## EXTRACTED TEXT
Q: In the 2003 Grutter v. Bollinger case, Justice Sandra Day O’Connor wrote in the majority opinion that “25 years from now, the use of racial preferences will no longer be necessary to further the interest approved today.” How close or far away are we from achieving that, especially considering Thursday’s ruling?
A: I believe the court changed the calculus on this question today. We are no longer able to estimate the need for affirmative action based on years passed, but if employed, affirmative action must be tied to measurable outcomes. The court said judges would have to be able to measure the educational benefits of diversity in order for them to pass strict scrutiny. That means that a university would need data to show both the connection between its admissions policy and the outcomes they impact, and how those outcomes can be measured. Take, for example, national data that describes how graduation rates are uneven by race. A school that wishes to use race-conscious admissions that will pass strict scrutiny would have to show that its policy was affecting graduation rates in a measurable way. Perhaps that school could show that its practices increased the number of people going into an area of law or medical practice that was underserved. We do not yet know for sure what will work under this new law, but I see data as a great way to start the conversation.
Q: Do these rulings restricting race-based affirmative action threaten other diversity-focused programs at colleges and universities? Could it extend to areas outside of academia, such as hiring practices?
A: One thing that characterizes this opinion is that it is painstakingly precise in its interpretation of precedent to the point that the court even spent time looking at the exact number of students that were admitted as African Americans, Hispanic Americans and Asian Americans in 10 classes at Harvard. This is a decision that describes the strict scrutiny requirements of an admissions program in higher education. That's all it does. It would be a mistake to take this precise decision and say that now we can't discuss race anywhere else, because that's not what the court said.

## ASSIGNED TASK
In the interview on affirmative action, in how many Harvard classes did the court examine the exact number of students admitted as African Americans, Hispanic Americans and Asian Americans?

## RECORD EXTRACTS
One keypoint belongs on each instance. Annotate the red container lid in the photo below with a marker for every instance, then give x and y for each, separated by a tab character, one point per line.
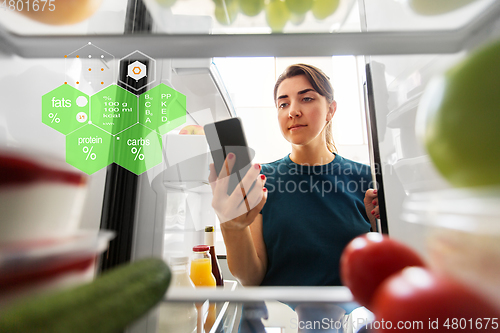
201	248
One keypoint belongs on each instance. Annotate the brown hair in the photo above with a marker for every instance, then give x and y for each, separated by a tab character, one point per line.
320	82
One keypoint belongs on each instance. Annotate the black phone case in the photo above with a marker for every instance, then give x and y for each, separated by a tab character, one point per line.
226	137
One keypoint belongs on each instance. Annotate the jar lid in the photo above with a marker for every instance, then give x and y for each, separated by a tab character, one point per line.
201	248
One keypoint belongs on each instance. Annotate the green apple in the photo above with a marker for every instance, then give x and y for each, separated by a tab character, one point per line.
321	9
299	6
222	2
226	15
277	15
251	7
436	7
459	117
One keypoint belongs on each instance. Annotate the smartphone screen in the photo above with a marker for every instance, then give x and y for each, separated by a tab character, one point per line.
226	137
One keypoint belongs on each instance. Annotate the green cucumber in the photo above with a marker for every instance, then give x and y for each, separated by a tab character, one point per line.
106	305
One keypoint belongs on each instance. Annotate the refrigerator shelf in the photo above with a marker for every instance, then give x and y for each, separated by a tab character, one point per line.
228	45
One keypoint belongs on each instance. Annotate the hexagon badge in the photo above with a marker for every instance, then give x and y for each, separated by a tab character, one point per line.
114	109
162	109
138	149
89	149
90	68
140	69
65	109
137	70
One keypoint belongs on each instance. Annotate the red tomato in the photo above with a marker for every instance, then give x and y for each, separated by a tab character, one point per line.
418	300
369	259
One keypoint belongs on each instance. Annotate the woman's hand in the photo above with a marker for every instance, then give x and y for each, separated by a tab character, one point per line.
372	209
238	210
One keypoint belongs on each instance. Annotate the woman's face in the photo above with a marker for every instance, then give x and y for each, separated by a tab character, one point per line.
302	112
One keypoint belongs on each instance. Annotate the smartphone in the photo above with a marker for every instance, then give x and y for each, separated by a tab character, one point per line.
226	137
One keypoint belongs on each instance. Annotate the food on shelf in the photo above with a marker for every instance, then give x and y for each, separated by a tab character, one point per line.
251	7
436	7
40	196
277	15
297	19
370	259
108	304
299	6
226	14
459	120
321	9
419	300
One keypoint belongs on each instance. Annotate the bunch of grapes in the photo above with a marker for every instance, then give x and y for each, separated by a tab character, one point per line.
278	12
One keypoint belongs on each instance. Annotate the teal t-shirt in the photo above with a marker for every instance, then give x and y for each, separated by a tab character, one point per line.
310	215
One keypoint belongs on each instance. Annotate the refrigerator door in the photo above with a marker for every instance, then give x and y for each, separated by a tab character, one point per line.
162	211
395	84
...
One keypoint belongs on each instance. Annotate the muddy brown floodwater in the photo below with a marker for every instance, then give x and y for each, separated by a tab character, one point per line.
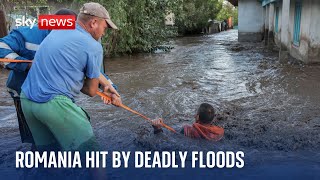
==
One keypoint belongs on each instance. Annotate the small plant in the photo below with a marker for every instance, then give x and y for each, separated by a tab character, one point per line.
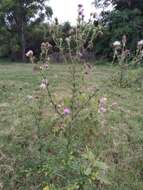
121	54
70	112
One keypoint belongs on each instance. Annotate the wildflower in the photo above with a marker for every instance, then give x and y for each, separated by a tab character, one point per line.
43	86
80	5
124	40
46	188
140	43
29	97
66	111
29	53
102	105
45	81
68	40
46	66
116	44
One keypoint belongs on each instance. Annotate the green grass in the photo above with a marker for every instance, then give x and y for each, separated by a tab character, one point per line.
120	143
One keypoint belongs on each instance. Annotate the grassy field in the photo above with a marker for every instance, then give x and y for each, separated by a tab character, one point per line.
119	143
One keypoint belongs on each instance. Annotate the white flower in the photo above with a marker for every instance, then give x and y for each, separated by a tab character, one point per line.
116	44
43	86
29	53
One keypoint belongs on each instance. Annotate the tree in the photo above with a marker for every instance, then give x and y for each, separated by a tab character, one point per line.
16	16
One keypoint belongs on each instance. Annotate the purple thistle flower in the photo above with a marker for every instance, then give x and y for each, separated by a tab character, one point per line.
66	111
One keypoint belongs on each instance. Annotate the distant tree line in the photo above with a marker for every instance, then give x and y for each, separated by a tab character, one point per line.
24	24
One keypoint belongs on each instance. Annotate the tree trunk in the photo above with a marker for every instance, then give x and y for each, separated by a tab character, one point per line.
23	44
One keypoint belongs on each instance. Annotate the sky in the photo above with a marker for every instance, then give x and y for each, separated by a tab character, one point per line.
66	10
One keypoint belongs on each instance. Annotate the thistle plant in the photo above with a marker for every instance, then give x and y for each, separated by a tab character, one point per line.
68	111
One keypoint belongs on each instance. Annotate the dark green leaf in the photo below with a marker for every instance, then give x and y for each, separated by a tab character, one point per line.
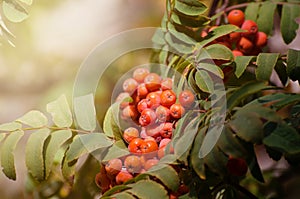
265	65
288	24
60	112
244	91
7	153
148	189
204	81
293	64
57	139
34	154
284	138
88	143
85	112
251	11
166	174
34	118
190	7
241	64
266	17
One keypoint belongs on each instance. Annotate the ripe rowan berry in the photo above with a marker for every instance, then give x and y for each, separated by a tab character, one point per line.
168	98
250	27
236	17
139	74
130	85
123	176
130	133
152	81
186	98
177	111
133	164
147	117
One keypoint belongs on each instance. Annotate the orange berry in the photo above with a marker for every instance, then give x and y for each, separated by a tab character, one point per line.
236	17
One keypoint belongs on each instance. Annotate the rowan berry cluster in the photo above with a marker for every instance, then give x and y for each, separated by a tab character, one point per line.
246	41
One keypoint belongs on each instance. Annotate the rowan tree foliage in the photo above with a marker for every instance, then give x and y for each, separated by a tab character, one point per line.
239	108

## FINAL ANSWER
10 classes.